[Provided records — start]

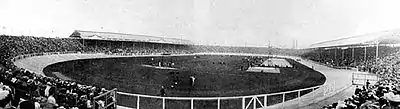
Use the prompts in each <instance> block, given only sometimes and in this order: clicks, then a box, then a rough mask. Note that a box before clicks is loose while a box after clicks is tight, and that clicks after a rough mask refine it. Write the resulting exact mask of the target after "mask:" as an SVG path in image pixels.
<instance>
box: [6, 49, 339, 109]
mask: <svg viewBox="0 0 400 109" xmlns="http://www.w3.org/2000/svg"><path fill="white" fill-rule="evenodd" d="M71 53H81V52H48V53H33V54H25V55H19V56H16V57H14V58H12V61H13V62H15V61H16V60H20V59H24V58H28V57H33V56H43V55H55V54H71ZM84 54H95V53H88V52H84ZM108 55H121V56H135V55H133V54H108ZM197 55H199V54H197ZM232 55H237V54H232ZM274 56H277V55H274ZM289 58H290V57H289ZM317 89H320V90H318V91H317ZM315 91H317V92H315ZM333 92H335V83H334V82H333V84H325V85H319V86H314V87H309V88H304V89H297V90H293V91H285V92H278V93H270V94H259V95H248V96H236V97H160V96H151V95H141V94H131V93H125V92H117V91H116V89H113V90H112V91H109V92H107V94H106V95H107V96H109V97H114V100H113V101H112V102H111V103H109V104H107V103H105V104H107V105H105V106H104V107H103V108H107V107H110V106H114V107H116V100H115V99H116V96H117V94H119V95H125V96H131V97H132V96H133V97H135V98H136V100H135V101H134V103H135V105H136V106H135V108H136V109H140V108H141V98H151V99H158V100H162V105H161V107H162V109H165V108H166V105H167V104H166V101H167V100H179V101H190V109H194V105H195V103H194V102H195V101H216V102H217V106H216V108H217V109H221V101H222V100H232V99H237V100H241V109H251V108H253V109H260V108H266V107H268V106H271V105H275V104H280V105H282V106H285V102H286V101H290V100H294V99H297V103H298V104H299V105H300V102H301V101H307V100H308V99H310V100H313V99H315V98H317V97H321V96H327V95H329V94H332V93H333ZM308 93H312V95H311V96H309V97H306V98H304V99H303V98H302V97H301V96H303V95H306V94H308ZM104 96H105V95H104ZM271 96H278V97H276V98H280V100H278V102H277V103H275V104H274V103H269V99H270V97H271ZM109 97H106V99H105V100H107V99H108V98H109ZM100 98H102V97H96V99H100Z"/></svg>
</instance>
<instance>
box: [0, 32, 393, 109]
mask: <svg viewBox="0 0 400 109" xmlns="http://www.w3.org/2000/svg"><path fill="white" fill-rule="evenodd" d="M0 41H2V42H5V43H1V46H0V47H1V50H2V52H0V62H1V63H0V72H1V75H0V80H1V82H2V83H3V84H4V85H5V88H4V90H6V91H8V93H11V94H9V98H7V99H4V100H6V101H5V102H7V100H9V101H11V104H12V105H9V106H10V107H18V106H19V104H18V102H19V100H20V99H23V100H27V101H30V102H38V103H39V102H40V101H41V100H42V101H43V100H47V99H56V101H57V103H54V102H50V103H49V102H44V103H43V104H45V105H46V106H48V107H49V108H54V107H66V108H72V107H78V108H116V106H117V105H116V104H117V100H120V99H117V98H116V95H117V94H124V95H129V96H134V97H137V98H130V99H135V100H132V101H134V102H135V103H134V104H133V107H136V108H139V105H140V104H141V103H139V101H142V103H143V102H144V101H148V100H146V99H149V98H153V99H156V100H155V101H157V102H163V103H162V105H161V103H159V104H158V103H154V104H157V105H160V106H159V107H164V108H165V107H166V106H165V104H166V103H170V104H171V105H172V104H174V105H176V104H179V103H177V102H171V101H169V102H166V101H168V100H182V101H183V102H188V103H189V104H190V105H189V107H191V108H193V107H196V106H193V104H196V102H197V103H198V104H197V105H198V106H199V105H205V104H207V102H205V103H199V101H203V100H204V101H207V100H208V101H210V102H209V103H211V102H212V101H213V102H212V104H213V105H212V106H215V107H217V106H218V108H221V107H222V108H223V107H224V106H223V105H226V103H227V102H232V101H234V102H237V101H239V102H238V103H234V104H235V105H232V106H233V107H235V106H244V107H242V108H243V109H245V108H251V107H253V108H294V107H297V108H309V107H310V105H313V104H314V103H316V102H319V101H324V100H325V101H329V100H331V99H330V98H329V97H331V96H334V95H335V94H336V93H339V94H342V93H345V92H346V91H343V90H346V89H351V88H348V86H349V84H348V83H350V82H351V81H353V84H356V85H364V83H365V82H366V81H367V80H368V82H369V85H370V86H369V87H368V88H364V89H362V91H361V92H362V93H364V92H369V91H371V90H373V91H374V92H375V93H380V92H383V89H382V88H379V87H381V86H383V85H388V83H397V80H398V77H399V76H398V75H397V74H396V72H397V71H398V68H400V65H399V64H398V63H399V62H400V59H399V58H398V57H399V55H400V52H399V50H398V48H397V47H396V45H395V44H397V43H399V41H400V38H399V36H398V32H397V31H396V30H393V31H385V32H381V33H374V34H367V35H359V36H353V37H349V38H342V39H338V40H333V41H326V42H321V43H317V44H314V45H312V48H310V49H306V50H287V49H279V48H262V47H224V46H205V45H195V44H193V42H190V41H188V40H181V39H174V38H161V37H153V36H145V35H131V34H122V33H110V32H94V31H82V30H76V31H74V32H73V33H72V35H71V36H70V38H39V37H32V36H19V37H17V36H6V35H2V36H0ZM203 52H207V53H203ZM221 53H222V54H221ZM235 53H237V54H235ZM246 53H250V54H246ZM266 54H267V55H266ZM167 55H172V56H194V57H195V58H196V56H203V55H218V56H220V55H221V57H220V58H227V57H232V56H239V55H240V56H245V57H256V56H264V57H279V59H274V58H271V59H269V60H270V61H271V62H269V61H261V63H260V65H264V66H276V67H279V68H285V67H288V68H293V67H297V64H296V66H295V65H293V64H292V63H293V62H294V61H290V63H289V62H288V61H284V59H280V58H285V59H286V58H287V59H292V60H300V59H299V58H298V57H285V56H280V55H286V56H288V55H290V56H302V57H305V59H301V61H299V63H301V64H304V65H306V66H308V67H309V68H313V69H314V70H316V71H319V72H321V73H322V74H323V75H325V76H326V82H325V83H323V85H317V86H314V87H309V88H304V89H299V90H293V91H288V92H280V93H269V94H263V93H260V94H258V95H249V96H234V97H211V98H210V97H208V98H207V97H205V98H202V97H160V96H153V95H140V94H128V93H122V92H117V89H112V88H108V89H104V88H99V87H97V86H96V85H84V84H82V83H78V82H74V81H73V80H72V79H66V78H68V77H67V76H63V75H62V73H57V75H61V76H60V77H63V79H60V78H53V77H46V75H45V74H44V72H43V69H44V68H45V67H46V66H49V65H51V64H55V63H58V62H65V61H71V60H77V59H94V58H111V57H132V56H135V57H148V56H152V57H161V58H163V57H165V56H167ZM224 56H225V57H224ZM28 58H29V59H28ZM308 59H309V60H308ZM161 60H163V59H161ZM261 60H262V59H261ZM310 60H312V61H310ZM393 60H394V61H393ZM254 61H259V59H257V58H255V60H254ZM272 61H274V62H272ZM313 61H314V62H313ZM316 62H318V63H316ZM28 63H30V64H28ZM165 64H170V63H165ZM220 64H221V65H219V66H221V67H224V66H225V65H224V63H223V62H222V63H220ZM250 64H251V63H250ZM158 65H159V66H157V65H152V63H150V64H149V65H147V66H145V67H149V66H150V67H157V68H161V69H163V68H167V69H175V68H173V67H164V66H163V65H164V64H158ZM214 66H216V65H214ZM326 66H329V67H326ZM238 69H239V68H238ZM358 71H363V72H366V73H363V75H368V76H371V77H372V76H373V75H371V73H372V74H378V76H373V77H379V78H378V79H377V78H369V77H368V78H367V76H364V77H362V78H361V79H360V78H358V79H360V80H361V82H359V83H355V82H354V81H355V80H356V79H355V78H351V75H353V76H354V75H356V76H360V75H359V74H352V73H353V72H358ZM368 72H370V73H368ZM349 75H350V76H349ZM375 83H376V84H377V86H372V85H373V84H375ZM331 84H333V85H331ZM393 87H397V85H394V86H393ZM375 89H377V90H378V91H376V90H375ZM395 89H396V88H394V89H393V90H392V89H390V91H388V92H395V91H394V90H395ZM381 90H382V91H381ZM396 90H397V89H396ZM342 91H343V92H342ZM346 94H347V93H345V94H342V95H346ZM11 95H13V96H11ZM282 95H283V96H282ZM347 95H348V94H347ZM361 95H362V94H359V95H357V96H361ZM377 96H379V98H377V100H382V99H385V100H387V101H388V102H390V100H392V101H396V99H397V98H396V97H393V96H383V95H377ZM12 97H14V98H13V99H11V98H12ZM52 97H53V98H52ZM385 97H386V98H385ZM139 98H141V99H142V100H139ZM276 98H277V99H281V101H279V100H278V101H276V100H275V99H276ZM359 98H362V96H361V97H359ZM262 99H263V100H262ZM271 99H272V100H271ZM352 99H353V100H354V99H355V98H354V97H353V98H352ZM185 100H186V101H185ZM224 100H225V101H224ZM128 101H129V100H128ZM155 101H154V102H155ZM310 101H312V102H310ZM282 102H284V103H282ZM332 102H333V101H332ZM40 103H42V102H40ZM136 103H137V104H136ZM144 103H146V102H144ZM253 103H254V104H253ZM341 103H342V102H340V103H336V104H335V103H334V105H329V106H326V107H334V106H337V104H341ZM276 104H282V105H276ZM342 104H343V103H342ZM344 104H345V105H349V107H350V106H358V107H361V105H362V104H363V103H359V104H355V103H351V102H349V100H346V103H344ZM221 105H222V106H221ZM323 105H326V104H323ZM220 106H221V107H220ZM314 106H315V105H314ZM377 106H380V107H385V106H393V103H392V104H390V103H380V104H378V105H377ZM156 107H157V106H156ZM226 107H229V106H226ZM320 107H322V106H320Z"/></svg>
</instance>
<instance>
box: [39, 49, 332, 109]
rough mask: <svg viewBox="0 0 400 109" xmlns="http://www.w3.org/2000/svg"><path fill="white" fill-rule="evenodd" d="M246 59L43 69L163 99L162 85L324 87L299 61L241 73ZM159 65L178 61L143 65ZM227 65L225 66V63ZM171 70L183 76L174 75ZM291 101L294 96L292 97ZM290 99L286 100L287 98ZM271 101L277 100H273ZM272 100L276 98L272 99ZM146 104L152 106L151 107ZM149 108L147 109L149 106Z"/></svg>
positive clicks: (79, 61) (131, 105)
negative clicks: (221, 63)
mask: <svg viewBox="0 0 400 109" xmlns="http://www.w3.org/2000/svg"><path fill="white" fill-rule="evenodd" d="M243 59H244V56H216V55H200V56H196V58H195V57H194V56H164V57H129V58H128V57H127V58H108V59H83V60H73V61H66V62H61V63H56V64H53V65H49V66H47V67H46V68H45V69H44V71H43V72H44V73H45V74H46V75H48V76H53V77H56V75H54V74H53V73H52V72H61V74H63V75H64V76H67V77H69V78H72V79H73V80H74V81H77V82H80V83H84V84H88V85H95V86H100V87H106V88H108V89H111V88H118V91H122V92H129V93H136V94H146V95H158V94H159V90H160V87H161V86H166V87H167V89H166V93H167V96H179V97H187V96H192V97H193V96H196V97H217V96H218V97H221V96H240V95H252V94H266V93H274V92H282V91H289V90H296V89H301V88H307V87H312V86H316V85H321V84H323V83H324V82H325V77H324V76H323V75H322V74H321V73H319V72H316V71H314V70H312V69H310V68H308V67H306V66H304V65H301V64H299V63H297V62H296V61H294V60H291V59H286V60H287V61H288V62H289V63H290V64H291V65H293V66H294V67H293V68H280V72H281V73H256V72H245V71H241V70H240V66H247V65H248V64H247V63H246V61H245V60H243ZM159 61H163V62H166V61H169V62H174V64H175V65H174V66H172V67H173V68H176V70H173V69H156V68H151V67H143V65H151V64H157V63H158V62H159ZM221 62H223V64H221ZM171 72H178V73H179V74H176V75H175V76H172V75H173V74H171ZM191 75H194V76H195V77H196V81H195V86H194V87H192V86H191V85H190V79H189V76H191ZM174 78H178V79H179V80H180V82H179V84H178V85H175V86H174V88H171V87H169V86H171V85H172V84H173V82H172V80H173V79H174ZM288 98H290V97H288ZM288 98H287V99H288ZM135 99H136V98H134V97H126V96H125V97H124V96H119V97H118V101H119V102H118V103H119V104H120V105H124V106H135V101H136V100H135ZM270 99H274V98H273V97H272V98H270ZM272 101H273V100H272ZM141 102H142V103H141V107H142V106H144V107H143V108H144V109H152V108H155V107H160V106H159V105H160V103H161V100H155V99H146V98H144V99H141ZM146 102H147V103H146ZM166 102H167V104H168V105H167V108H170V109H181V108H182V109H183V108H187V106H190V101H172V100H171V101H166ZM195 102H196V105H195V107H197V108H199V109H204V108H211V107H215V108H216V106H215V105H216V101H209V102H206V101H195ZM221 104H222V105H223V107H222V108H229V109H232V108H234V107H235V108H240V104H241V100H240V99H238V100H225V101H222V102H221ZM146 106H147V107H146Z"/></svg>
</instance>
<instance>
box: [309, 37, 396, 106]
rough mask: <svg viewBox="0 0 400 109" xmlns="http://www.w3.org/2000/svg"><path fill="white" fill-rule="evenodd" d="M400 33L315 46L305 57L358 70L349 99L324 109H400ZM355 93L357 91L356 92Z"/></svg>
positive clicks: (356, 39) (347, 68)
mask: <svg viewBox="0 0 400 109" xmlns="http://www.w3.org/2000/svg"><path fill="white" fill-rule="evenodd" d="M399 43H400V30H390V31H383V32H377V33H371V34H365V35H358V36H352V37H347V38H341V39H337V40H330V41H325V42H320V43H316V44H313V45H311V48H310V50H311V51H310V52H308V53H306V54H303V56H304V57H306V58H308V59H311V60H313V61H316V62H320V63H321V64H323V65H326V66H331V67H334V68H340V69H352V70H357V72H356V73H353V74H352V80H351V82H352V84H353V85H356V86H357V87H356V86H353V88H351V89H353V91H350V92H343V93H342V96H343V95H347V98H342V100H339V101H337V100H336V101H332V104H325V106H321V107H322V108H323V109H331V108H336V109H342V108H346V109H396V108H398V107H399V105H398V103H399V101H398V93H399V88H398V87H399V77H400V75H399V74H400V73H399V72H400V70H399V69H400V59H399V57H400V48H399V47H398V44H399ZM354 90H355V91H354Z"/></svg>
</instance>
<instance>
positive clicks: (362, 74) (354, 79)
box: [351, 72, 380, 85]
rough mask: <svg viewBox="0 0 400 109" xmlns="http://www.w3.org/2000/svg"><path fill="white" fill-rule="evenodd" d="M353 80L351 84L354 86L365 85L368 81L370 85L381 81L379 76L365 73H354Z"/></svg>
mask: <svg viewBox="0 0 400 109" xmlns="http://www.w3.org/2000/svg"><path fill="white" fill-rule="evenodd" d="M351 78H352V79H351V82H352V84H353V85H365V83H366V82H367V81H368V82H369V83H370V84H375V83H376V82H378V81H379V80H380V78H379V76H378V75H377V74H373V73H365V72H360V73H353V74H352V75H351Z"/></svg>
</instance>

[Provided records — finish]

» **Problem statement**
Only the lines from the one that contains "80L351 84L354 86L365" to the end of the entries above should be given again, exactly and in full.

» **Solution to this exercise**
rough mask: <svg viewBox="0 0 400 109" xmlns="http://www.w3.org/2000/svg"><path fill="white" fill-rule="evenodd" d="M353 80L351 84L354 86L365 85L368 81L370 85L381 81L379 76L365 73H354Z"/></svg>
mask: <svg viewBox="0 0 400 109" xmlns="http://www.w3.org/2000/svg"><path fill="white" fill-rule="evenodd" d="M351 78H352V79H351V82H352V84H353V85H365V83H366V82H367V81H368V82H369V83H370V84H375V83H376V82H378V81H379V80H380V78H379V76H378V75H377V74H373V73H365V72H360V73H353V74H352V75H351Z"/></svg>
</instance>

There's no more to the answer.